- [USING THE INFORMATION]
A. Rewrite the passage on genomic selection in maize from "Here, we performed" up to and including "et al. 2024).", putting "sorghum" in place of "maize".
B. For each statement, answer yes or no depending on whether it agrees with the passage on genomic selection in maize, and quote the passage's deciding words. (i) The experiment ran three cycles of selection and recombination while retraining the prediction model in each cycle. (ii) Early plant development was chosen partly because it has high heritability. (iii) Empirical selection experiments are described as needing few resources.

Genomic selection has been suggested as an efficient method to close this performance gap (Allier et al. 2020; Gorjanc et al. 2016; Sanchez et al. 2023). However, in silico studies make strong assumptions about the genetic architecture of the trait under selection. These include the number of QTL, their distribution across the genome, allele frequencies at the QTL, the distribution of allele effect size, as well as allelic interactions with each other and the environment. In studies on genome-based backcrossing, Bernardo (2009, 2016) demonstrated that the outcome of simulation scenarios differed fundamentally depending on the simulated trait architecture. In contrast, empirical selection experiments provide insights that are grounded in real-world scenarios, but they are highly resource consuming and the effect of selection is difficult to distinguish from random drift in un-replicated experiments. Nevertheless, for a specific breeding scheme they can give first insights on the realized response to selection, changes in genetic variances and prediction accuracies across selection cycles by comparing selected and unselected traits.

Here, we performed a replicated genomic selection experiment in a maize landrace. The goal was to investigate for polygenic traits how much selection gain could be realized in three cycles of selection and recombination without retraining the prediction model. We chose early plant development as a model trait because it is a major sustainability factor in maize production, can be evaluated in large field trials on a line per se basis, and has high heritability. In previous studies, we could also show that based on SNPs or haplotypes intermediate prediction accuracies can be obtained for quantitative traits in these landrace populations (Hölker et al. 2022, 2019; Lin et al. 2024).

- [THE DATA]
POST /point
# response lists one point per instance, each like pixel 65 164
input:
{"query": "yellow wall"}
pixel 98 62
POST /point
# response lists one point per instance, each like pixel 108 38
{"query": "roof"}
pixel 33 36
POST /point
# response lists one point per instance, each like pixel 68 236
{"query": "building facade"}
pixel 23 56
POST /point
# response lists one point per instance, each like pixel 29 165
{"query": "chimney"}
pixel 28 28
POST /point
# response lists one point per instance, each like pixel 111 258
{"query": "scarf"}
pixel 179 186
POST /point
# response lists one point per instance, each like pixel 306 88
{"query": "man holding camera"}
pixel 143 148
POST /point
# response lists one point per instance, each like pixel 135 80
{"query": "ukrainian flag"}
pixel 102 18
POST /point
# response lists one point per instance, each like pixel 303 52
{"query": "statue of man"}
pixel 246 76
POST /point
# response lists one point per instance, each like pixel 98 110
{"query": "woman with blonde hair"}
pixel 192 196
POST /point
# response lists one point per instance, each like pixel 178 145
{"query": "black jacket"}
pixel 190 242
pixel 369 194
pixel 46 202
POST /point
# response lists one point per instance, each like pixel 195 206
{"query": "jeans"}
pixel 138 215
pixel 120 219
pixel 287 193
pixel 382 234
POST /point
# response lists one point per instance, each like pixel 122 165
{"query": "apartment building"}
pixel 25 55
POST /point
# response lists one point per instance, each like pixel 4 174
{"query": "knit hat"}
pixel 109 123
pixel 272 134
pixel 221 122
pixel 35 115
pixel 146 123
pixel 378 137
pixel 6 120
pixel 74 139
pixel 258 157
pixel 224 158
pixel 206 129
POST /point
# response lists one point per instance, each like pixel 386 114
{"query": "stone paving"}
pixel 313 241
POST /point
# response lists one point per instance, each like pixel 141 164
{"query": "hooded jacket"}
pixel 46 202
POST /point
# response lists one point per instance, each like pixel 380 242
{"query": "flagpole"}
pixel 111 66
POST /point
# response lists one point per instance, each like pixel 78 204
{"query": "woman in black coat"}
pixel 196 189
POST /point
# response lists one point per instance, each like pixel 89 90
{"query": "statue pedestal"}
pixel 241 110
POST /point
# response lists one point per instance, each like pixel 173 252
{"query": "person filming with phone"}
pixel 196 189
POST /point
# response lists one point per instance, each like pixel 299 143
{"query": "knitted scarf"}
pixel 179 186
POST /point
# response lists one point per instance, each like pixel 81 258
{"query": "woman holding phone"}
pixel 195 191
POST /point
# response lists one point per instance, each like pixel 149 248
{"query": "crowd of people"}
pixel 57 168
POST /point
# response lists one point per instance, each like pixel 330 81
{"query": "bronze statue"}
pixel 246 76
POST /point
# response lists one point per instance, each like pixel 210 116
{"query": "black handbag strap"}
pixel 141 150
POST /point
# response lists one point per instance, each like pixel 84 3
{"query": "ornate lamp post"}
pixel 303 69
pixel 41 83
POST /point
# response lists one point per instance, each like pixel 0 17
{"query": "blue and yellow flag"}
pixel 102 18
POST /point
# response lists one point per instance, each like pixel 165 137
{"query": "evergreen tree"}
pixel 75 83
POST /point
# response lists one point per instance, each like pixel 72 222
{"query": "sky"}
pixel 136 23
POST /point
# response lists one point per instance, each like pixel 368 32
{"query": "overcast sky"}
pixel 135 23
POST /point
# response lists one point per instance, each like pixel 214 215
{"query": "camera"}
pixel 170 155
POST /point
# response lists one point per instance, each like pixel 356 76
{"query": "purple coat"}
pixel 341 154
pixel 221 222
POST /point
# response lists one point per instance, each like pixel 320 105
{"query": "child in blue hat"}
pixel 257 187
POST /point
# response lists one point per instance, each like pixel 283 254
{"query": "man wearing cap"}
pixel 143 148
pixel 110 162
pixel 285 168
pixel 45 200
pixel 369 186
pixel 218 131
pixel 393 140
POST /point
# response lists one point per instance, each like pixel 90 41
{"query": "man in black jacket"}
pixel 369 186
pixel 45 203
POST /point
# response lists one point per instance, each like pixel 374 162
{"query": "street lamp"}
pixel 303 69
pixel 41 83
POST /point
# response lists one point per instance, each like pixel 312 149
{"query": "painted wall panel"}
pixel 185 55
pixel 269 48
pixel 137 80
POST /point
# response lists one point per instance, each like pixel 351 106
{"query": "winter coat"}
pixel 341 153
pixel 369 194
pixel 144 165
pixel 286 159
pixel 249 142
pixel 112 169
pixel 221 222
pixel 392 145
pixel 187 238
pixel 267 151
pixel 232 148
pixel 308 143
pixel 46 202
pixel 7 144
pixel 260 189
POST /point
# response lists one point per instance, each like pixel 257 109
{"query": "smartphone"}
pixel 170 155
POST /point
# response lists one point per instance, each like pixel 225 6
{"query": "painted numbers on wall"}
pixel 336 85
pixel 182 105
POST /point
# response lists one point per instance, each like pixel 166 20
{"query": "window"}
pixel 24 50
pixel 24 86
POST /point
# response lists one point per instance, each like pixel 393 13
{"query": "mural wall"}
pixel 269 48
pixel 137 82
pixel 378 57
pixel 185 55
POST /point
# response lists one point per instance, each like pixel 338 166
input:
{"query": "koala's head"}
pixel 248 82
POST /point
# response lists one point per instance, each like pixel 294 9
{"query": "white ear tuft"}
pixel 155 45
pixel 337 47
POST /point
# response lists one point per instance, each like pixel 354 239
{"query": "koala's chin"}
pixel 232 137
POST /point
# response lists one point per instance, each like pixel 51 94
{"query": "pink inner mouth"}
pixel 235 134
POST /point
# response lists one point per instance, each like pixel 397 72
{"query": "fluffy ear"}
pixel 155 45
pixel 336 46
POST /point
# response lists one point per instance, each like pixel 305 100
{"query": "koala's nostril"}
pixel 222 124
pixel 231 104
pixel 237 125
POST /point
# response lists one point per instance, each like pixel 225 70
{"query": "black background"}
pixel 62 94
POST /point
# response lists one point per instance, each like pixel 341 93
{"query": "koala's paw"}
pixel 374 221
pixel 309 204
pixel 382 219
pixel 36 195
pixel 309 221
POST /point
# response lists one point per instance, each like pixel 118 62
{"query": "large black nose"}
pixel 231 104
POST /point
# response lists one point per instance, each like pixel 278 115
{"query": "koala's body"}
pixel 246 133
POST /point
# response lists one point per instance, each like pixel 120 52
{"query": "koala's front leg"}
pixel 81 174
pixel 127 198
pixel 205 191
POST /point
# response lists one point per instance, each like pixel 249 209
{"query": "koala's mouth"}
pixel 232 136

- [RESPONSES]
A.
Here, we performed a replicated genomic selection experiment in a sorghum landrace. The goal was to investigate for polygenic traits how much selection gain could be realized in three cycles of selection and recombination without retraining the prediction model. We chose early plant development as a model trait because it is a major sustainability factor in sorghum production, can be evaluated in large field trials on a line per se basis, and has high heritability. In previous studies, we could also show that based on SNPs or haplotypes intermediate prediction accuracies can be obtained for quantitative traits in these landrace populations (Hölker et al. 2022, 2019; Lin et al. 2024).

B.
(i) No: "without retraining the prediction model"
(ii) Yes: "and has high heritability"
(iii) No: "they are highly resource consuming"